The required answer is a copy of each line in the entries below that includes "agent".

### Dataset records

*** Block opens ***

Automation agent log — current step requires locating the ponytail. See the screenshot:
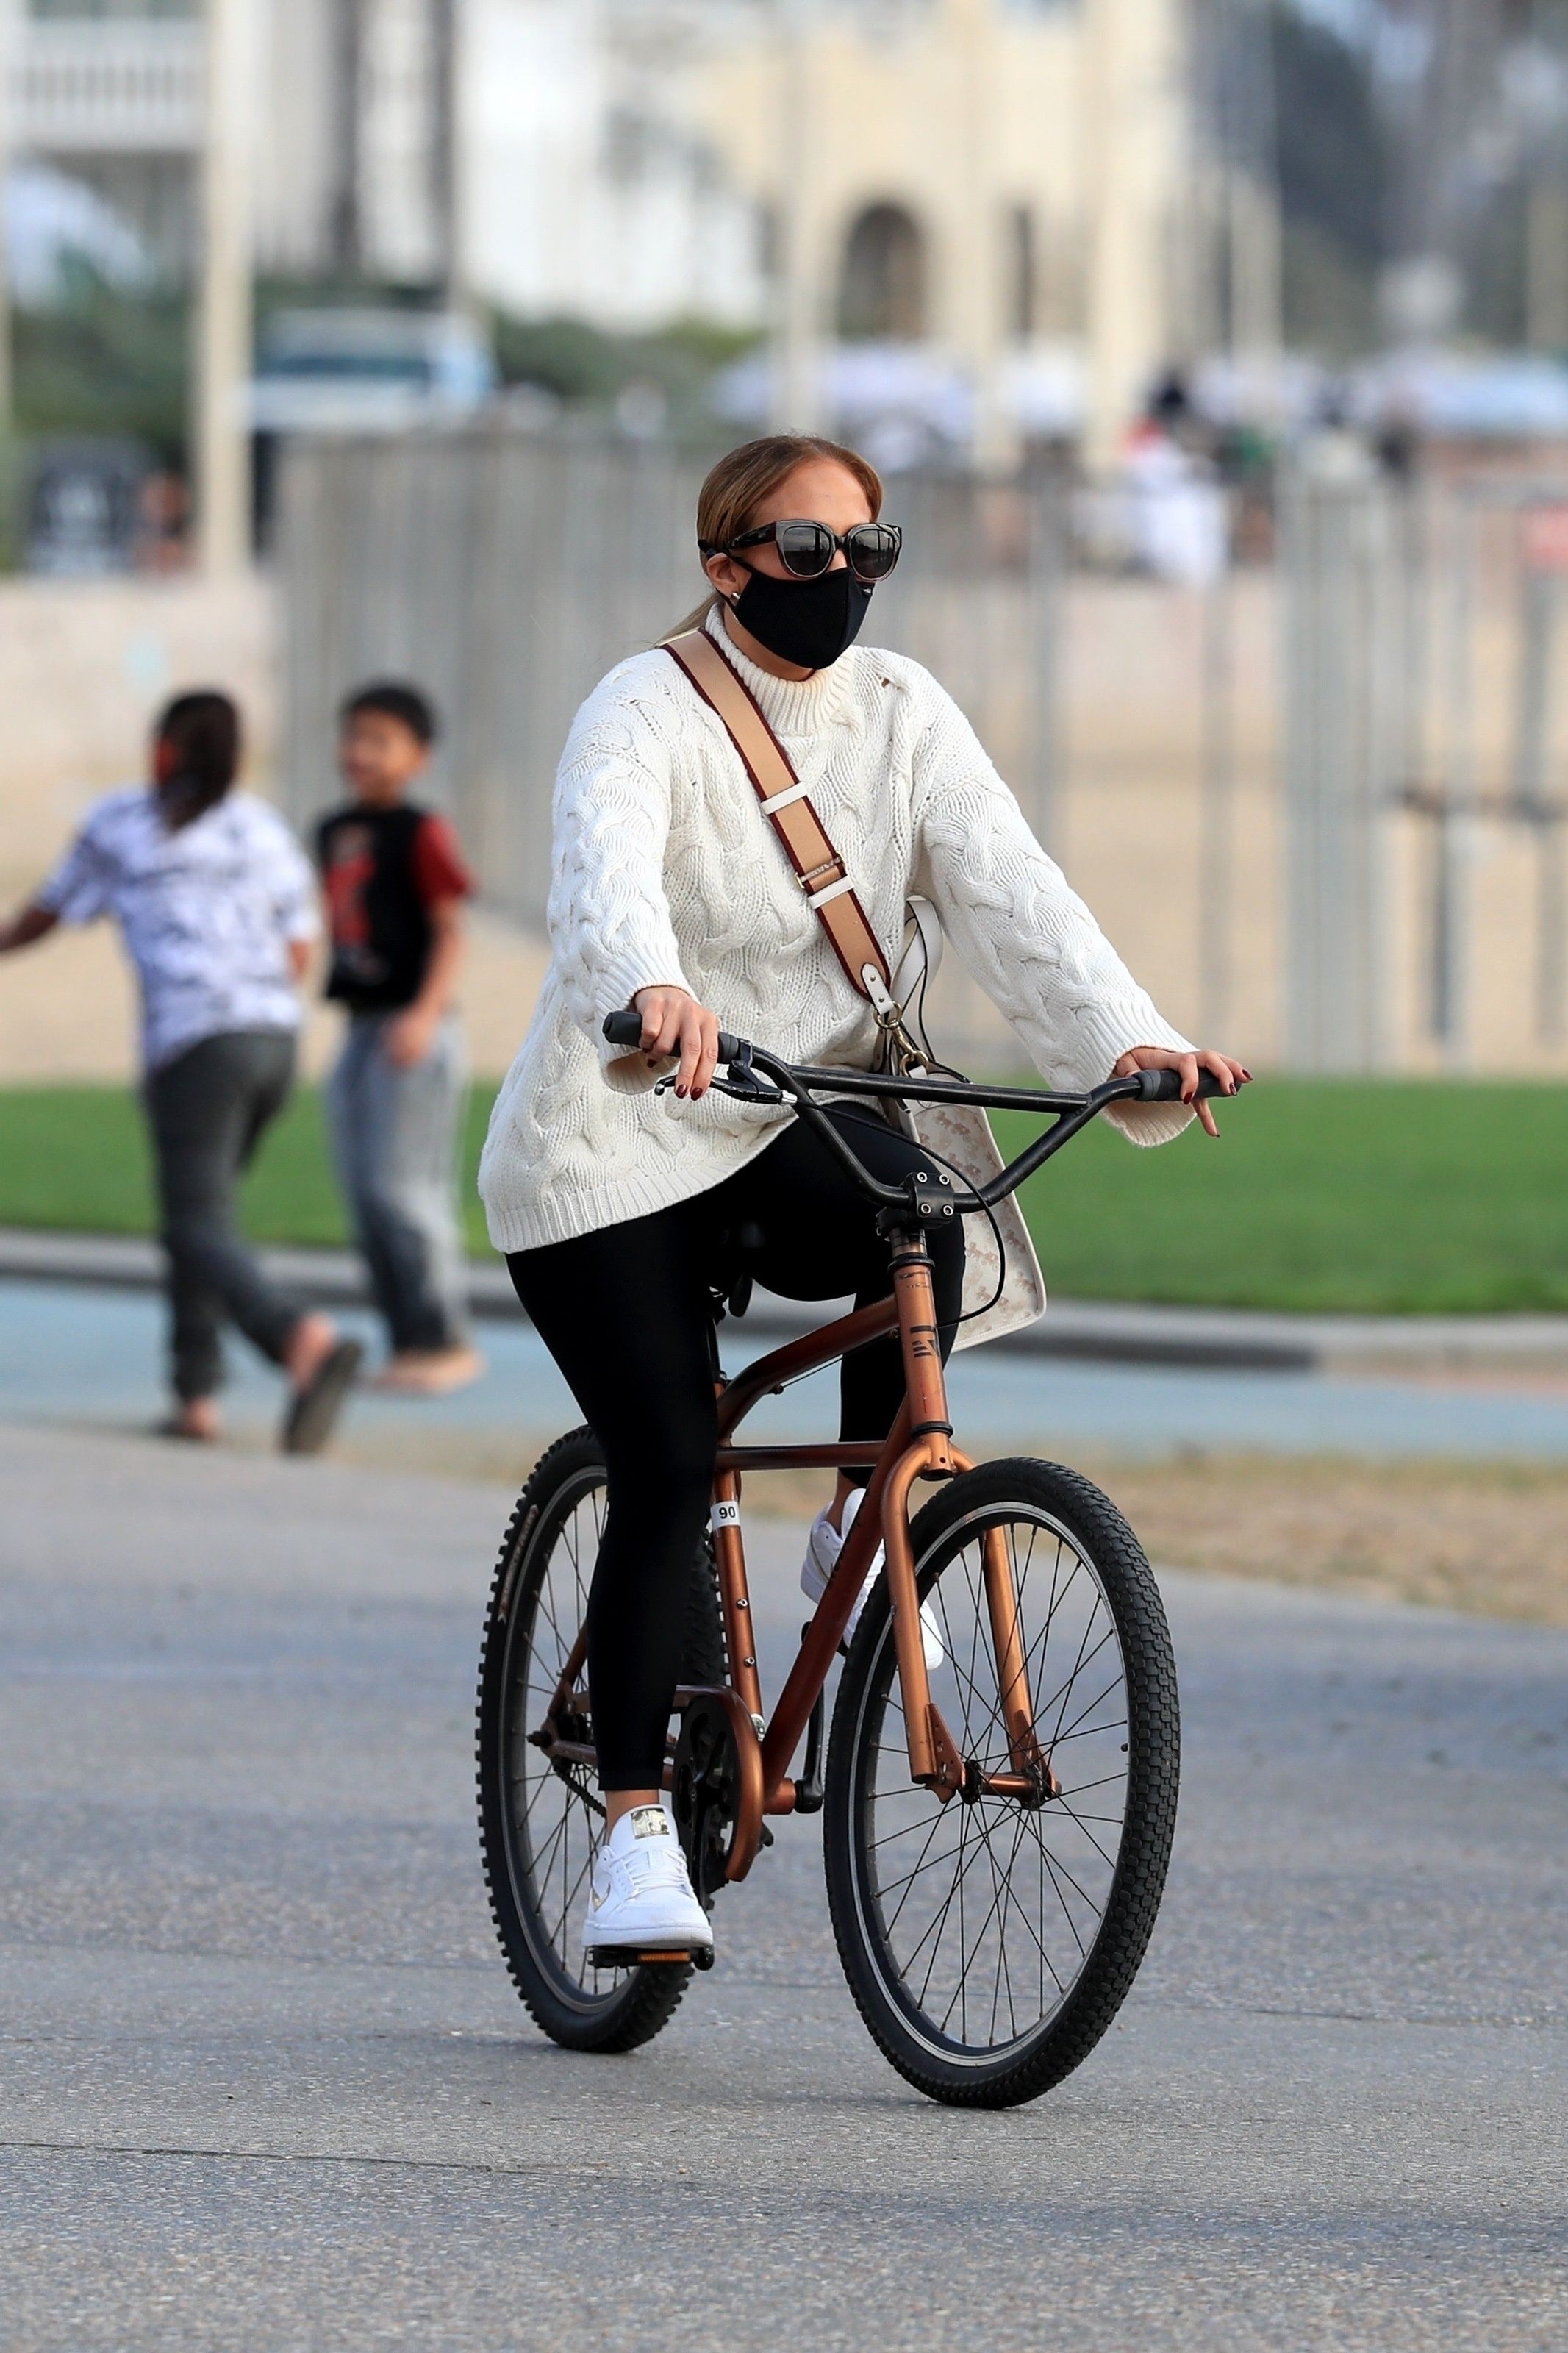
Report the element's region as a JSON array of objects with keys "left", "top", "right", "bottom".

*** Block closes ***
*** Block opens ***

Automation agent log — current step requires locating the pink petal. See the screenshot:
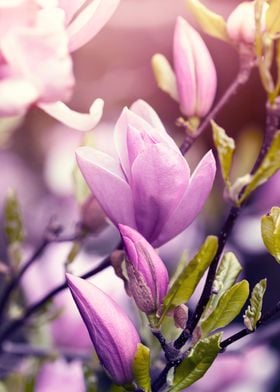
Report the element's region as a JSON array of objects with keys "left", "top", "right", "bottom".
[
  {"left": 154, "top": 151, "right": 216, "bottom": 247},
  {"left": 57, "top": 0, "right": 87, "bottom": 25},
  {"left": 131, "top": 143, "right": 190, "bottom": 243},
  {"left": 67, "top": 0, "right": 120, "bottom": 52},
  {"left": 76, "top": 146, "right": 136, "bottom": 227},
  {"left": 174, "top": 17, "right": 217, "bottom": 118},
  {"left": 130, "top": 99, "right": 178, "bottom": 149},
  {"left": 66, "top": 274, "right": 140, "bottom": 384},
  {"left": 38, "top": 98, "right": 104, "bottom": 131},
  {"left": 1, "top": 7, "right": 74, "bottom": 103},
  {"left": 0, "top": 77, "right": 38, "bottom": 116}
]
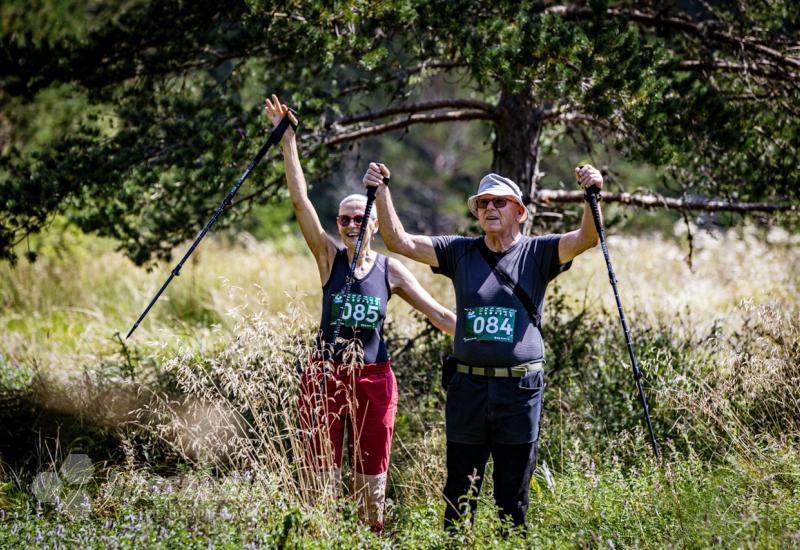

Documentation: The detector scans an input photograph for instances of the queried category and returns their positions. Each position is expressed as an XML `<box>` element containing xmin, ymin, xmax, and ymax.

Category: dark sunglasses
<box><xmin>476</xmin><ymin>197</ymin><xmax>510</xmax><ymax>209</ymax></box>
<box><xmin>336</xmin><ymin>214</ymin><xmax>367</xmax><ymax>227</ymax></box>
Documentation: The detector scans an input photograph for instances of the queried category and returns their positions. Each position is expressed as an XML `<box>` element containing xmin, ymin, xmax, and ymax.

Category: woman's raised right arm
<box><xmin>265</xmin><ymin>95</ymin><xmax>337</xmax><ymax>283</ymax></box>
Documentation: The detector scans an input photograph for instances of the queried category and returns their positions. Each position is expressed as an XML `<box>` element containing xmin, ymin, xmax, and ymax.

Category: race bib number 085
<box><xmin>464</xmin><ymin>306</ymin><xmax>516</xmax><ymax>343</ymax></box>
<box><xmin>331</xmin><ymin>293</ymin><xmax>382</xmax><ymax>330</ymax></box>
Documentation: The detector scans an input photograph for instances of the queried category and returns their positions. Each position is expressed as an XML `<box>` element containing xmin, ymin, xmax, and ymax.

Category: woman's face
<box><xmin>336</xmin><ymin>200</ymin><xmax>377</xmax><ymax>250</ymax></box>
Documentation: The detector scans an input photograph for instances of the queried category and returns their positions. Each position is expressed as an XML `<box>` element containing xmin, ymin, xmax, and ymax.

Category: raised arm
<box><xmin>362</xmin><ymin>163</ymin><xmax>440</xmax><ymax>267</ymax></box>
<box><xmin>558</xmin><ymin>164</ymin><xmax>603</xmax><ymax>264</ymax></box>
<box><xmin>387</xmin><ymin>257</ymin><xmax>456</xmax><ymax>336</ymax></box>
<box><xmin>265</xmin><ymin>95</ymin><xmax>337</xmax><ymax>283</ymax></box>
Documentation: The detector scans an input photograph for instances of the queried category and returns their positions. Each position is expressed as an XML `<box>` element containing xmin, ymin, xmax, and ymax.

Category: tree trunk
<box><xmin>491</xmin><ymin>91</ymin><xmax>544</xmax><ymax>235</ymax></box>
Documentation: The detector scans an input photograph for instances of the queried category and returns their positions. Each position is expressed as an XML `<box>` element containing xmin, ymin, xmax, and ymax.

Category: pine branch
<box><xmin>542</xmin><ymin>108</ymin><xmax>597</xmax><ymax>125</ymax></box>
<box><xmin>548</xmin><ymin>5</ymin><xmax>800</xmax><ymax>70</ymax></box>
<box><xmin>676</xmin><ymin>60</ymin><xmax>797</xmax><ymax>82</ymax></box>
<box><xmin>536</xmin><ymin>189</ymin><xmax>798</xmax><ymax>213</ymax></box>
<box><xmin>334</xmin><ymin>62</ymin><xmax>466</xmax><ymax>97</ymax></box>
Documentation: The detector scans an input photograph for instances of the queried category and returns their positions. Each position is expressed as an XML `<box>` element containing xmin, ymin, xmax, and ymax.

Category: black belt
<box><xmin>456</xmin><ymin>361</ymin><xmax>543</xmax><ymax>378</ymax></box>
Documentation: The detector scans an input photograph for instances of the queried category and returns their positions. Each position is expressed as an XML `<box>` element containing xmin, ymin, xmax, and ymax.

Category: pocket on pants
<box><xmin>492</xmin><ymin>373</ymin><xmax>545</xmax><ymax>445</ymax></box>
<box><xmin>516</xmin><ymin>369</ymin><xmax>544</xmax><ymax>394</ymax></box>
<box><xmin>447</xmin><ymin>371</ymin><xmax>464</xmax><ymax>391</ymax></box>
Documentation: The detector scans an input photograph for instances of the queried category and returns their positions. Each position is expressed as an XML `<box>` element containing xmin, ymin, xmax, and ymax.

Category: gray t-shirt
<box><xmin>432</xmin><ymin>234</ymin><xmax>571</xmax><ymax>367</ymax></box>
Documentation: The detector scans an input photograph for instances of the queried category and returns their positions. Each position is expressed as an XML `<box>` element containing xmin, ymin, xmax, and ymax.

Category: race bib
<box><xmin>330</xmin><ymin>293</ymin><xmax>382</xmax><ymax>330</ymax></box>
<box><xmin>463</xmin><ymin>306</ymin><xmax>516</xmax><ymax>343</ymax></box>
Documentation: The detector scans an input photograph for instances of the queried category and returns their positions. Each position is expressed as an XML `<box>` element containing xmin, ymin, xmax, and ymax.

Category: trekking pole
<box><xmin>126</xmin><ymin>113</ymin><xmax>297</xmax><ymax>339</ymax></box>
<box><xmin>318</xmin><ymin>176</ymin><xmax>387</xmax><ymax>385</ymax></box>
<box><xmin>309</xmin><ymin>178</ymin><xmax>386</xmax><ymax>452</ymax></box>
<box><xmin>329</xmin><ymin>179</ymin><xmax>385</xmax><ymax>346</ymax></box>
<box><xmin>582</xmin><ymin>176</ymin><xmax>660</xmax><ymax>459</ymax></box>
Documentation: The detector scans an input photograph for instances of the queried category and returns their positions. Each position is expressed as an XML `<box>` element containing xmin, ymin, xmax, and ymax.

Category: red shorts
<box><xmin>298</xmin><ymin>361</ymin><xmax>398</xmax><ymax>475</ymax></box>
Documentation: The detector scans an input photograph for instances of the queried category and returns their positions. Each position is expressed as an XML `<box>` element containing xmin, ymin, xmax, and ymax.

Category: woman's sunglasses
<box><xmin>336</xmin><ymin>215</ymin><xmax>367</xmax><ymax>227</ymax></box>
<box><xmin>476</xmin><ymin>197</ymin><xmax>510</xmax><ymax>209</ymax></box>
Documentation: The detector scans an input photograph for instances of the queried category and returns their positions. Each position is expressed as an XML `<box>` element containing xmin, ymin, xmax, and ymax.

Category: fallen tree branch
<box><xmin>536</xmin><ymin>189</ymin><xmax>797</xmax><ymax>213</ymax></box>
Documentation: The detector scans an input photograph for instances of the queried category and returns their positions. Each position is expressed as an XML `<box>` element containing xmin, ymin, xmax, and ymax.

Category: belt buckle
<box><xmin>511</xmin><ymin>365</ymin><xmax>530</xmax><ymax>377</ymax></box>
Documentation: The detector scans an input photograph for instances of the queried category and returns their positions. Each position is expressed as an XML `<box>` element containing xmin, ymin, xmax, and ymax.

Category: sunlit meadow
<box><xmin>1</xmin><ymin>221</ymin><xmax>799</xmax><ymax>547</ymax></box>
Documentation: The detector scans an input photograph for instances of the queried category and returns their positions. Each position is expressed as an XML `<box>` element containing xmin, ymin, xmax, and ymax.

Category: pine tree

*** Block closes ***

### Answer section
Automation agent log — current step requires locating the ponytail. See the screenshot:
Automation agent log — current step requires locating the pink petal. See the screenshot:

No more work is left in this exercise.